Instructions for the task: Transcribe the data exactly, pictures excluded.

The input:
--- START ---

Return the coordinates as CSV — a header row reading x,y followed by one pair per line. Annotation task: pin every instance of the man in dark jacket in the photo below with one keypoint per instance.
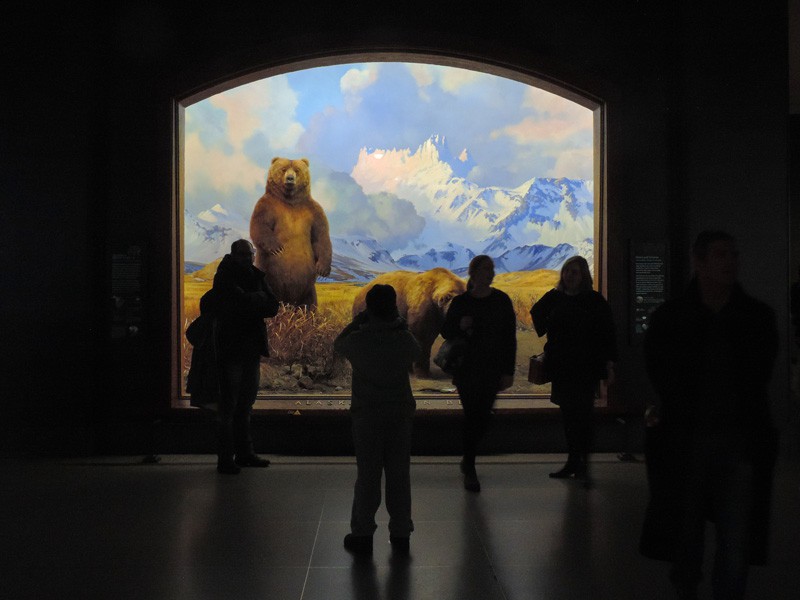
x,y
711,444
241,301
381,350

--- END ---

Solution for this exercise:
Return the coordinates as CSV — a header row reading x,y followed by one pair per line. Annotation task: pin every instance of the man in dark jacket in the photo below with one keypoint per instance.
x,y
711,444
241,301
381,350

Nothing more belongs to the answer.